Tasks and exercises:
1. Reproduce the part of the benchmarking guide that begins at the words "At its most" and stops after "and growth-driven website.", replacing "growth-driven" with "expansion-focused".
2. According to the benchmarking guide, what is the purpose of the benchmarking process it describes?

How to Benchmark Your Website's User Experience Against Competitors
Welcome to Webspeed Index's easy guide on how to benchmark your website's User Experience (UX) against your competitors.
In this guide we will take you through the basics of what makes an effective and comprehensive benchmarking process, why you should have one and how to carry out a full benchmark exercise. The aim of this process is to give you direct comparisons of your website's User Experience against your competitors online presence, providing you with the knowledge of where your website is scoring high with your potential customer base and, crucially, where your user experience needs improving to level the playing field with your competitors.
What is benchmarking?
At its most basic, benchmarking means to evaluate either part of, or a whole thing by comparison with a target standard. Typically, you can achieve a benchmark by comparing against one of three possible target standards, depending on your intentions. These are:
- Benchmarking against yourself
- Benchmarking against Industry best practice UX standards
- Benchmarking against your competitors
All three types of benchmarking can play a crucial role, both individually and together, in creating and maintaining a well-performing and growth-driven website.

Record list:

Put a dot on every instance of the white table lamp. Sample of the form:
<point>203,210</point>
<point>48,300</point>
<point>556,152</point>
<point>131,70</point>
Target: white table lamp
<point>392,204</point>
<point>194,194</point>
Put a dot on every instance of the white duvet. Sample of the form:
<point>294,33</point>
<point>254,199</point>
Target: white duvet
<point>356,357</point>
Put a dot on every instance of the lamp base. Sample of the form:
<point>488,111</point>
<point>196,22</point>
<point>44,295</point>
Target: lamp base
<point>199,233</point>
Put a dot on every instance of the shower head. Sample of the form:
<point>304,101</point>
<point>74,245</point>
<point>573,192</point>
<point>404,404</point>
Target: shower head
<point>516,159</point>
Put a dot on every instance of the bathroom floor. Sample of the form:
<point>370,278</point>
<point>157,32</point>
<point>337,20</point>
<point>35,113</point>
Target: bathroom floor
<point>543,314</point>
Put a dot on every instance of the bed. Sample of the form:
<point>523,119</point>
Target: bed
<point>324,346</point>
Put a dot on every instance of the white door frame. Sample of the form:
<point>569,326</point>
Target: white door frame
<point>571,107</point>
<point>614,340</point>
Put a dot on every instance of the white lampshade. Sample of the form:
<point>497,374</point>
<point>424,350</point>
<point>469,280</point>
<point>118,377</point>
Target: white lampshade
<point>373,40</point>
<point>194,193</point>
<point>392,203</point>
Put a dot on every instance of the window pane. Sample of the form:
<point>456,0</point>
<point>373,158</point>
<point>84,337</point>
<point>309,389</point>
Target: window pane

Final answers:
1.
At its most basic, benchmarking means to evaluate either part of, or a whole thing by comparison with a target standard. Typically, you can achieve a benchmark by comparing against one of three possible target standards, depending on your intentions. These are:
- Benchmarking against yourself
- Benchmarking against Industry best practice UX standards
- Benchmarking against your competitors
All three types of benchmarking can play a crucial role, both individually and together, in creating and maintaining a well-performing and expansion-focused website.

2. The process gives you direct comparisons between your website's user experience and your competitors' online presence. This shows where your website scores high with potential customers and where its user experience needs improving to level the playing field with competitors.